Al mencionar estos nombres y pensar en todos aquellos que llenan las listas de la literatura y el arte visual, uno queda menos que desolado por la manera en que el creador ha estado de espaldas a la ciudad.

No tenemos una memoria visual consistente de los procesos de modernización. Pensarnos, determinar eso en lo que nos decimos y percibimos, ha sido un proyecto en el que recién nos insertamos.

Nuestros creadores y pensadores apostaron desde los 60 hasta los ochenta en los grandes cambios de la historia sin advertir la importancia de los mínimos. Se complacieron en los super mitos de las guerras y revoluciones, despreciando los encantos de la tarde, la frescura de la gente, la divinidad de algún café a las 6 de la tarde donde fuera.

Los dominicanos somos expertos en despreciarnos a nosotros mismos. Trujillo y su orquesta de intelectuales lograron muy bien reafirmar en nuestros genes culturales la ida de que no valemos ni valdremos. Tampoco valen nuestra geografía ni sus ciudades ni la gente simple. Sobre la idea de lo primado que somos en América se fundó toda una filosofía del destino hacia lo grande que supuestamente conllevamos. Un hecho atmosférico, como el ciclón de San Zenón en 1930, sirvió para crear la gran metáfora de Trujillo como creador de la ciudad, que sería lo mismo, como hacedor de la historia. Nadie como Joaquín Balaguer para exponer tan meridianamente tales conceptos, en un par de capítulos borrados en nuestra memoria pero que se pueden leer en la primera edición de «Guía emocional de la Ciudad Romántica»  (1944).

CONJUNTO DE TAREAS »
- 1) Enumera todo lo que, según el texto del documento, despreciaron los creadores y pensadores al complacerse en los super mitos de las guerras y revoluciones.
- 2) Responde con datos del texto del documento:
(a) ¿En qué año ocurrió el ciclón de San Zenón?
(b) ¿Entre qué décadas apostaron los creadores y pensadores por los grandes cambios de la historia?
(c) ¿En qué año se publicó la primera edición de «Guía emocional de la Ciudad Romántica»?
- 3) Reproduce el fragmento del texto del documento comprendido entre "Nuestros creadores y" y "tarde donde fuera.", ambos incluidos.
El listado no interviene en nada de esto.

INFORMACIÓN PROPORCIONADA »
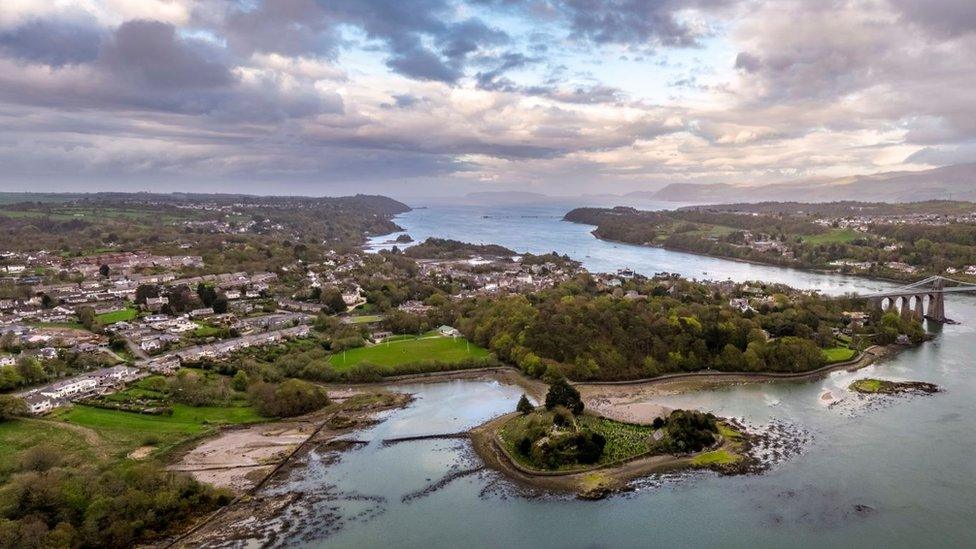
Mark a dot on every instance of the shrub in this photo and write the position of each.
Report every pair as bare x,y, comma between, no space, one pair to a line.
293,397
690,430
561,393
11,407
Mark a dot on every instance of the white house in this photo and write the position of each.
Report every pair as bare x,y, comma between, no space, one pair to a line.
449,331
39,403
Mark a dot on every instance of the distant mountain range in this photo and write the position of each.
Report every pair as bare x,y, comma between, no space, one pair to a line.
946,183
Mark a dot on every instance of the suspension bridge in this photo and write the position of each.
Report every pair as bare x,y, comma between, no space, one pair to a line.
922,299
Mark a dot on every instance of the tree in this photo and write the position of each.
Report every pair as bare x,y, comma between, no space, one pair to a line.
145,291
293,397
12,407
207,294
220,304
86,315
561,393
332,299
240,381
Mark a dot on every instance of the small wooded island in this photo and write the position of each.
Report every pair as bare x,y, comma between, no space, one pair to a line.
872,386
558,446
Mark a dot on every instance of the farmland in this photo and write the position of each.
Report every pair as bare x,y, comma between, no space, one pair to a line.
399,352
112,317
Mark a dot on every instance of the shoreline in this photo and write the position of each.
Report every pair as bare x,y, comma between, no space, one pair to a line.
742,260
595,482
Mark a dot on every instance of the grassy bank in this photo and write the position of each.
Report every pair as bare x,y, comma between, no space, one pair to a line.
392,354
123,315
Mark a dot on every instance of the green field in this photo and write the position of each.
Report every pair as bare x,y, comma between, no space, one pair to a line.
364,319
206,330
25,433
126,315
72,325
406,351
128,430
838,354
833,236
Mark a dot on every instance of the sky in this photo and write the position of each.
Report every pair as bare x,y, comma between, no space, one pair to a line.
446,97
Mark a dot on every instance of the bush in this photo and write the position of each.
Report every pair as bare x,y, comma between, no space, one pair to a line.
293,397
11,407
690,430
561,393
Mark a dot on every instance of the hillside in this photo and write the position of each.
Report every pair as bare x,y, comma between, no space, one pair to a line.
946,183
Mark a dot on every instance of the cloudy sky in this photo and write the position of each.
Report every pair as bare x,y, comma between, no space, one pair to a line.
425,97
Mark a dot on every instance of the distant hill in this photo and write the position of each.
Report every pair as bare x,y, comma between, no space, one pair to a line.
949,182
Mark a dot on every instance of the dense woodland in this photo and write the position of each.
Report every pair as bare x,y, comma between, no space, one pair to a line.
580,332
718,231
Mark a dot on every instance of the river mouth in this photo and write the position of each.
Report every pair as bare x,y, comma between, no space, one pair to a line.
878,472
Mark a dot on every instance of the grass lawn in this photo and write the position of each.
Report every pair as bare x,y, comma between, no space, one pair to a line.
867,385
72,325
624,440
24,433
365,319
405,351
128,430
838,354
205,330
126,315
833,236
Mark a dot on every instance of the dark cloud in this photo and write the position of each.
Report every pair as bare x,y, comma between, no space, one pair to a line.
52,42
419,37
151,53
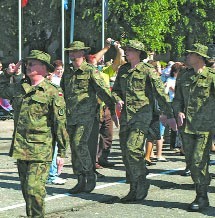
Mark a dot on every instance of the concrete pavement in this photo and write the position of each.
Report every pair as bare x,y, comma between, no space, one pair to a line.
169,195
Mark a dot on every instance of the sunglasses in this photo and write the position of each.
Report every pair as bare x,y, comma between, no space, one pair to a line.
32,64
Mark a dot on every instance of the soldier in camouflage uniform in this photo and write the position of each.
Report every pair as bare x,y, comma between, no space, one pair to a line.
82,83
39,121
194,105
135,84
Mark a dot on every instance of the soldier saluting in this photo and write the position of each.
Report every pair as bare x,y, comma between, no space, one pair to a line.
82,83
194,105
135,89
39,121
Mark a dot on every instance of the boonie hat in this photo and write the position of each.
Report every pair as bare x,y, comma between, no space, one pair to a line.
136,45
199,49
41,56
211,51
77,45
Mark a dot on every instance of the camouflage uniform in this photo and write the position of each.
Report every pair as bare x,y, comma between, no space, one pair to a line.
137,87
195,97
81,88
39,120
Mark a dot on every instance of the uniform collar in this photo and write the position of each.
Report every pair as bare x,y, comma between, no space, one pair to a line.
28,88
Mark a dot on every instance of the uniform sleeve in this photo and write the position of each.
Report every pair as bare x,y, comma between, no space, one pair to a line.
109,71
60,123
160,96
103,91
178,102
116,90
7,90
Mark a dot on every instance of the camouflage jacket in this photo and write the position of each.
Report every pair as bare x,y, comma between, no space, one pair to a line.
195,96
81,88
39,119
138,88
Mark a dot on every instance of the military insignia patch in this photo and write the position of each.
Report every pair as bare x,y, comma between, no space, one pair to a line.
61,111
60,94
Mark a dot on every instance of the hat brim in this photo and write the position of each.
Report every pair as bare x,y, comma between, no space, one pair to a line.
77,49
203,55
143,53
49,66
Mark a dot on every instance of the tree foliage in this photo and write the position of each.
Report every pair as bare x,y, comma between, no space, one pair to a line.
164,25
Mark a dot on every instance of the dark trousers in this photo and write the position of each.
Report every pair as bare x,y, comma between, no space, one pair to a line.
106,135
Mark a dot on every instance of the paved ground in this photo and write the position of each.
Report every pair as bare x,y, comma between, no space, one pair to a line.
169,194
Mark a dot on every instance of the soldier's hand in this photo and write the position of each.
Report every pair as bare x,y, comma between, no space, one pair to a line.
163,119
172,124
14,68
115,120
119,105
181,117
60,163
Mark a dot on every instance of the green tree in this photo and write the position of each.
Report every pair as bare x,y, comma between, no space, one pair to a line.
164,25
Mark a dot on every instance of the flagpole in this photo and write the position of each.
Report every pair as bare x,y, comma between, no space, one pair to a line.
63,31
20,29
103,22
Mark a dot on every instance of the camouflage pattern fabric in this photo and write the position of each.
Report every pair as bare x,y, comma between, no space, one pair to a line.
33,177
39,121
39,117
131,144
138,88
197,156
81,88
195,96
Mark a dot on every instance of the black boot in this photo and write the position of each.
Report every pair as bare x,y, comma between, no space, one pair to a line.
131,194
142,188
90,182
201,200
80,186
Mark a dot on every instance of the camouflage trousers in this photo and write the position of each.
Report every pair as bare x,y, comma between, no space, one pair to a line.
131,143
197,156
33,176
81,158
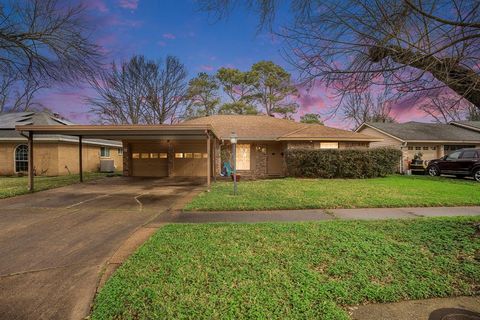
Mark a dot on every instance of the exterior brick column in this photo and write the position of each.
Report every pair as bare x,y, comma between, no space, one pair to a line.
127,159
170,158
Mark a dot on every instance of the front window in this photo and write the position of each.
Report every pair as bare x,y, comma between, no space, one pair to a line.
104,152
454,155
21,158
243,157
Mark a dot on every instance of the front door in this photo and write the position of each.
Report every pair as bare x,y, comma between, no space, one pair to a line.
275,159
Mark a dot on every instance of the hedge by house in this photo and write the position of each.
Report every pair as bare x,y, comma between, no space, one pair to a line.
338,163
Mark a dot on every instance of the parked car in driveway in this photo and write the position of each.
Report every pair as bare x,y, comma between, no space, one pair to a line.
461,163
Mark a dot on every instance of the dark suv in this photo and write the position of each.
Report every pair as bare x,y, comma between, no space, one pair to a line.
462,163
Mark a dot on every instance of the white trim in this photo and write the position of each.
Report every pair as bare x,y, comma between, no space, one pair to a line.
88,142
332,139
381,131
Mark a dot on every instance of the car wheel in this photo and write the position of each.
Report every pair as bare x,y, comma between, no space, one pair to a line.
476,175
433,171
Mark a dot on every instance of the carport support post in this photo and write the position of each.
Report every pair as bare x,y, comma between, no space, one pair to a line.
30,162
208,162
80,158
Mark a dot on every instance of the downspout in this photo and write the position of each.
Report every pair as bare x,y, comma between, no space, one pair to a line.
404,145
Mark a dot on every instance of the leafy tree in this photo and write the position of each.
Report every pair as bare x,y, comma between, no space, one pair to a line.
311,118
46,40
202,96
239,87
140,91
274,89
361,107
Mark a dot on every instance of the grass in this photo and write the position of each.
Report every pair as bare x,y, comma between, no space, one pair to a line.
296,271
392,191
14,186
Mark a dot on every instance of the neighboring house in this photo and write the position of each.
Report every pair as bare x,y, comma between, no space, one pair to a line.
201,146
433,140
54,154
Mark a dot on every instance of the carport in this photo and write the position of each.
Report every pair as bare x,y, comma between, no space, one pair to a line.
148,150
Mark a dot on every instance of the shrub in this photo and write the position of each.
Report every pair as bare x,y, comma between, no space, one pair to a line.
346,163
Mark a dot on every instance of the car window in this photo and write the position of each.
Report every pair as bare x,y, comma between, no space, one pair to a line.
469,154
454,155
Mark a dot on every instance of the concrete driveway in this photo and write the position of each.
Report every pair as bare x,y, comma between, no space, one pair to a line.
55,244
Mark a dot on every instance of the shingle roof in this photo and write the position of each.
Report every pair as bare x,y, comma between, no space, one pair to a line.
307,131
8,121
261,127
419,131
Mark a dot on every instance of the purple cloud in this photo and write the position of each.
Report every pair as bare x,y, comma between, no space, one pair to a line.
128,4
169,36
206,67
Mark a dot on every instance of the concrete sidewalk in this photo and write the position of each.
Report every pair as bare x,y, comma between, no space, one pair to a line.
314,215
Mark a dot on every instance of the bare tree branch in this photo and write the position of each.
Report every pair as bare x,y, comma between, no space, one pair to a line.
46,40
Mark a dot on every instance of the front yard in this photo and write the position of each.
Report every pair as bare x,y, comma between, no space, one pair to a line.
14,186
296,271
392,191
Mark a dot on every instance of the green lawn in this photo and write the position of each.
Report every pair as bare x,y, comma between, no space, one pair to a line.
392,191
14,186
296,271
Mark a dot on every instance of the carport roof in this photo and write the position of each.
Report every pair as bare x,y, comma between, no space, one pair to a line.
120,131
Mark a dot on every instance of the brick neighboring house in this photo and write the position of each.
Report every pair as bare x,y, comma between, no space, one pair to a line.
433,140
263,140
54,154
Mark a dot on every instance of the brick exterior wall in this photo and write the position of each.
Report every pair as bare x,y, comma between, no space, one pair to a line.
127,158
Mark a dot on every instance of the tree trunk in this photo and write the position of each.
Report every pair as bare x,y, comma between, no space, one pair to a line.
462,80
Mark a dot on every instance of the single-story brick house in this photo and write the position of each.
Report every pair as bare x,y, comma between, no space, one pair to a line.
54,154
433,140
200,146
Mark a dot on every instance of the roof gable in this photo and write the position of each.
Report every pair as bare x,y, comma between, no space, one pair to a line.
262,127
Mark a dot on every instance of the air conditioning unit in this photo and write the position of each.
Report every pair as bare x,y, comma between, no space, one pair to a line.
107,165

RESULTADOS ESPERADOS »
- 1)
- los encantos de la tarde
- la frescura de la gente
- la divinidad de algún café a las 6 de la tarde donde fuera

- 2)
(a) En 1930.
(b) Desde los 60 hasta los ochenta.
(c) En 1944.

- 3)
Nuestros creadores y pensadores apostaron desde los 60 hasta los ochenta en los grandes cambios de la historia sin advertir la importancia de los mínimos. Se complacieron en los super mitos de las guerras y revoluciones, despreciando los encantos de la tarde, la frescura de la gente, la divinidad de algún café a las 6 de la tarde donde fuera.